§ TASKS:
1. From the overview of the default project template, write out the part that opens with the words containing "8. Being cautious" and closes with "with different clients.".
2. Answer these questions about the overview of the default project template:
(a) What kind of projects does the team mostly work with, according to the point on sensible defaults?
(b) During which years did the interviews about different projects take place?
(c) Which CI/CD provider is selected as the default?

§ PASSAGE TO READ:
----------------
Overall design

Here is a short introduction to default project template to give you better understanding of why and what.

It was created to propagate some good practices and provide sensible and flexible defaults and to quickly bootstrap new projects.

Considerations

Let’s start with understanding a design considerations. There is not really a one, universally good way and there are trade-offs involved. Below is a list of things we want to focus on.

  1. Harnessing experiences from different projects (both DS and SE) - so they can propagate as sensible defaults.

  2. Adapting to software house project style - more than a product or a single project needs.

  3. Adding tools and configuration that are useful - usually they would take too much time to setup or read about. It is easier to edit existing file for specific project needs.

  4. Providing sensible defaults - we mostly work with quite short living projects like PoC, where it is important to move fast and rarely we hit any production, but we should keep highest quality possible.

  5. Making onboarding as easy as possibleg - similar structure, enforced code style and tools allow to faster onboard someone or switch between projects.

  6. Handing over ownership to ensure independence - after the template is used, the team takes ownership and can adapt it quickly to specific needs of a project or client.

  7. Being PEP and other best practices complaint - unless experience suggest otherwise or they would be impossible to provide in a satisfying way.

  8. Being cautious - preference is given to battle-tested, stable with known drawbacks, issues and workarounds approaches, so it should work in more broad situations and be more flexible with different clients.

This templates does not:

  • Provide perfect configuration for every project,

  • Agree with all subjective personal opinions,

  • Recommend the newest and shiny tools or approaches as they appear.

For example, there are many new projects that provide a better developer experience, however they can lead to difficult and new issues for the clients that might use older software stack or non standard workflow for which implementation might be lacking. Migration and fixing corner cases takes time, so when finally things start to be stable enough we will eventually migrate to them. On the other hand team has a possibility to do that on their own if client do not have nothing against it.

Inspiration

The inspiration for configuration is based on:

  • lessons learned from interviews about different projects that happened during 2020-2022 in deepsense.ai,

  • other cookiecutter projects and open source repositories,

  • PEP documents, stack overflow posts, medium posts etc to identify other drawbacks and trade-offs,

  • adapting to recent findings.

Assumptions

  • Python 3.9 is default on CI, 3.8 as minimum installable for package - due to recent projects (as of 01.2023), hopefully to update soon.

  • GitLab is used in almost all projects so it’s selected as the default CI / CD provider.

  • The licences of used libraries are verified against the provided whitelist, which can be exceptionally modified to accept GPL-like licenses.
----------------
§ SUPPLIED RECORDS:
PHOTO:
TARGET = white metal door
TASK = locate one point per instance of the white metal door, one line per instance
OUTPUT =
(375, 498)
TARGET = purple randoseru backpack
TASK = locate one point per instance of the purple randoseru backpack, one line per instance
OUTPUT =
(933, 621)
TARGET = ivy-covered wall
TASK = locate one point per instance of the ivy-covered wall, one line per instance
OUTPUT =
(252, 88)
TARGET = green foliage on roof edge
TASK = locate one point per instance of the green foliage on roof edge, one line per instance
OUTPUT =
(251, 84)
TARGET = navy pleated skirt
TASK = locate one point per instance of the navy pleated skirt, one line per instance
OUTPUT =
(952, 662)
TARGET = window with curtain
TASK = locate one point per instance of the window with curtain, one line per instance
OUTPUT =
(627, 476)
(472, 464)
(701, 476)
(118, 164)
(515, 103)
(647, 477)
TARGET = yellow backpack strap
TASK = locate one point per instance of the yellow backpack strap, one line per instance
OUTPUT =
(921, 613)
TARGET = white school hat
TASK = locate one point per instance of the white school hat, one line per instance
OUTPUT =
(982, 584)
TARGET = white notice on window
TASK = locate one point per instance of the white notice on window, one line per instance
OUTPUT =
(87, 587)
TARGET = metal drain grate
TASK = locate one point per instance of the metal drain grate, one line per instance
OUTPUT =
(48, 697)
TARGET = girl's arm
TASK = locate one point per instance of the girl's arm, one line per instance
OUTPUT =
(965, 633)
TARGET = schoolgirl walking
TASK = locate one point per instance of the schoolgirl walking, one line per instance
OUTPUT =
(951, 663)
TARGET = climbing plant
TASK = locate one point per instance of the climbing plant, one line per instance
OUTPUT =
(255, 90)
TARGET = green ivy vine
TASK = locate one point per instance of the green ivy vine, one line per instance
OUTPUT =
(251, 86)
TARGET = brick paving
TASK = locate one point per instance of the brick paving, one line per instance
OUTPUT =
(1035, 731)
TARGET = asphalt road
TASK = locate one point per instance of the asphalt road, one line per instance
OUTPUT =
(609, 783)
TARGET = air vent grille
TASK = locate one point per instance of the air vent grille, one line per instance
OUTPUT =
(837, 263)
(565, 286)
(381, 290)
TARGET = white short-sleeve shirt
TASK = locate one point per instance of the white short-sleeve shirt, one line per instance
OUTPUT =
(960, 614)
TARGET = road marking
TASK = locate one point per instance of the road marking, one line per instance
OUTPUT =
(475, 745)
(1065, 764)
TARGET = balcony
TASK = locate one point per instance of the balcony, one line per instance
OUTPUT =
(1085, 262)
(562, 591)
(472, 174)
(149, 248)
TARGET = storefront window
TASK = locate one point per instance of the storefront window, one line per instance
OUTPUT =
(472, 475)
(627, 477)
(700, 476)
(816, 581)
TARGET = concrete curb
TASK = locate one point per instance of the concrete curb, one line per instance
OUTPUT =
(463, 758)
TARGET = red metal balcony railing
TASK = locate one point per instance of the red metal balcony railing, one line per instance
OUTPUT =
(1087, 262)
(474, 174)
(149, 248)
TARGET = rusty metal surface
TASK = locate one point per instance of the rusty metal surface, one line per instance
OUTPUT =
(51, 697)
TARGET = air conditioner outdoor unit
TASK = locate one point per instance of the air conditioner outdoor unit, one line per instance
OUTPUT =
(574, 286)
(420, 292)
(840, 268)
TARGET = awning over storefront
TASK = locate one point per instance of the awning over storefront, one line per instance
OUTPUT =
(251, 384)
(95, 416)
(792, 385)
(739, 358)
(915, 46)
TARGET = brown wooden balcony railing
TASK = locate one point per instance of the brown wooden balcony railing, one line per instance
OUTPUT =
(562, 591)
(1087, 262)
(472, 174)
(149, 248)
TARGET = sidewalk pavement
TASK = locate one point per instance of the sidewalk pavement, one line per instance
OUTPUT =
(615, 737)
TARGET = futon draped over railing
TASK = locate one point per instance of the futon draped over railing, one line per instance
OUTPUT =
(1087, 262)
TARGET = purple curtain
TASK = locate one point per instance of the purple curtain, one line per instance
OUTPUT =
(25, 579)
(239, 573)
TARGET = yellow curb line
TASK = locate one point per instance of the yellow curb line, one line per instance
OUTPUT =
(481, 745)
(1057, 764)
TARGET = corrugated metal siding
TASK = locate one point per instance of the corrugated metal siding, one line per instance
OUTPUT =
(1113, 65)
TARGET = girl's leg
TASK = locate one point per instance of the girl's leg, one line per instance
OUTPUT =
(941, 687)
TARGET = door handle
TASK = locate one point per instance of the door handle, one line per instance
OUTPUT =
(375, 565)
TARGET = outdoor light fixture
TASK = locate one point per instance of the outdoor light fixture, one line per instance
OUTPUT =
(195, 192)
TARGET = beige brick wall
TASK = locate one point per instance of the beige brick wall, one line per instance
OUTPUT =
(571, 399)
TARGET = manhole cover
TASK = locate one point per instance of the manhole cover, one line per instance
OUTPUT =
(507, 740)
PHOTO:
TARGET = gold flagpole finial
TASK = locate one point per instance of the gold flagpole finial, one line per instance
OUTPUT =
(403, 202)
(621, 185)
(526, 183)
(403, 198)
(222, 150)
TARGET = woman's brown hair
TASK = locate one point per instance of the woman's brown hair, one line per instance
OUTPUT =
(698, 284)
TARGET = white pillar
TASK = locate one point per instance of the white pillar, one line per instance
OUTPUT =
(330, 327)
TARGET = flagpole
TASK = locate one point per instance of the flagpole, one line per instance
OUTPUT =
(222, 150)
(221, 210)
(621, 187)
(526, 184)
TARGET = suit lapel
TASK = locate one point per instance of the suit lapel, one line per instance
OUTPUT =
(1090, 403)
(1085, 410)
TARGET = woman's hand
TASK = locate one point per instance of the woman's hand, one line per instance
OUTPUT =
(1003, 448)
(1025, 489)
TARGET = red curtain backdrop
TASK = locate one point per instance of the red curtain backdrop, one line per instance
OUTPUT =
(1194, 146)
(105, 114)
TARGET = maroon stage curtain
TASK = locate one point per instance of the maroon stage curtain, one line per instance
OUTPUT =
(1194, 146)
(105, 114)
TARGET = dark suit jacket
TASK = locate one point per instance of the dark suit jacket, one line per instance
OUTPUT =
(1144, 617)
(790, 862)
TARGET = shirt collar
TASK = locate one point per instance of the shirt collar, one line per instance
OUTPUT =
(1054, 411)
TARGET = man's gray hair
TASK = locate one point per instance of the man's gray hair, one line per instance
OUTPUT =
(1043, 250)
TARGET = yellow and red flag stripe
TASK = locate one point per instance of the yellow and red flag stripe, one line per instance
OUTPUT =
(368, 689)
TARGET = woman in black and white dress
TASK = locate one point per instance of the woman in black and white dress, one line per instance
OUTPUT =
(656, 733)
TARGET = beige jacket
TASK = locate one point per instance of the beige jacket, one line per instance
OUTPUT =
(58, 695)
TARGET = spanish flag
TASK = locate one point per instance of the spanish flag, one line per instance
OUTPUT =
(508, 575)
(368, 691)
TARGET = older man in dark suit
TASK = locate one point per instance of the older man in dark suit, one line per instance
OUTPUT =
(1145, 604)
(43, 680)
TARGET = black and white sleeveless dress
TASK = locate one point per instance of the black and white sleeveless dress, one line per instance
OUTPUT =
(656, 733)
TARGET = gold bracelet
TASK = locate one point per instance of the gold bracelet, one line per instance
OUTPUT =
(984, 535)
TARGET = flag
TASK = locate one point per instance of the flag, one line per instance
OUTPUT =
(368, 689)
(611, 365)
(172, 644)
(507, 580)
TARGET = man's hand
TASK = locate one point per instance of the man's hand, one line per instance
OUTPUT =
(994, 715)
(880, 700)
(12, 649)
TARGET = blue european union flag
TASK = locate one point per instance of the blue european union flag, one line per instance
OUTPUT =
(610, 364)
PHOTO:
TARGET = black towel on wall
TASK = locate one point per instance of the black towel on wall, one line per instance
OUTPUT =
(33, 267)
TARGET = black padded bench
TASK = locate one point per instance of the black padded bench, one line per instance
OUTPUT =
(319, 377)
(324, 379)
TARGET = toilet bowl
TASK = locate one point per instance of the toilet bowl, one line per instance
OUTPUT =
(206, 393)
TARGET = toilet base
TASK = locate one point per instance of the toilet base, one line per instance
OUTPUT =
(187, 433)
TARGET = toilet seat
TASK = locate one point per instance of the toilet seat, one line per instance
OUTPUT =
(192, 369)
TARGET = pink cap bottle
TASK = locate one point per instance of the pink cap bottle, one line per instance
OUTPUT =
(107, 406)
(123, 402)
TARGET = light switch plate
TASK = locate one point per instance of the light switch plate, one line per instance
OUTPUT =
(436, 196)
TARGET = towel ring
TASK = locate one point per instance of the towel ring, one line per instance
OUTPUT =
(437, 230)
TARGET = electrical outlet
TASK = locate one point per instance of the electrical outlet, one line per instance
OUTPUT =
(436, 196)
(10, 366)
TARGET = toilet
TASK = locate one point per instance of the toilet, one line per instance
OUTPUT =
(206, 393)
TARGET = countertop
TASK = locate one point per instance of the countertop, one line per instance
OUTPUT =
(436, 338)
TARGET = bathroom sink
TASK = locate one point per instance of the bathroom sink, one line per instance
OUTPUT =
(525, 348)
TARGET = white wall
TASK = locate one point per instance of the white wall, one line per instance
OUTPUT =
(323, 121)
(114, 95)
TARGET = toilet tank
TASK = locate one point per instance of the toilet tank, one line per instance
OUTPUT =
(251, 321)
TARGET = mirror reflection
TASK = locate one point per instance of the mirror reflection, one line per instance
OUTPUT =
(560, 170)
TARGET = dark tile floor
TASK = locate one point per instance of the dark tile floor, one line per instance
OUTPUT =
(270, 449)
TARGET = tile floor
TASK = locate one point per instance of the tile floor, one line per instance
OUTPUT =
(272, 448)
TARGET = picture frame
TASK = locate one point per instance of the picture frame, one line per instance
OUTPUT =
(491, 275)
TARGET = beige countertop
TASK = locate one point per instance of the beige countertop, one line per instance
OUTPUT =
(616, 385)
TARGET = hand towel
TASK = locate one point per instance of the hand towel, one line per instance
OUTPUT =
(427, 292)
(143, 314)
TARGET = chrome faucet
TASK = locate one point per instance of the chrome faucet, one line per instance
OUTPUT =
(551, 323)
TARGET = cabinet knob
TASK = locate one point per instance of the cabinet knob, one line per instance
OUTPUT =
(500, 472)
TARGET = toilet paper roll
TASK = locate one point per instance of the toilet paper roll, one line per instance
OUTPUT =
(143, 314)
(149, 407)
----------------
§ RESPONSE LIST:
1.
8. Being cautious - preference is given to battle-tested, stable with known drawbacks, issues and workarounds approaches, so it should work in more broad situations and be more flexible with different clients.

2.
(a) Quite short-living projects like PoC.
(b) 2020–2022.
(c) GitLab.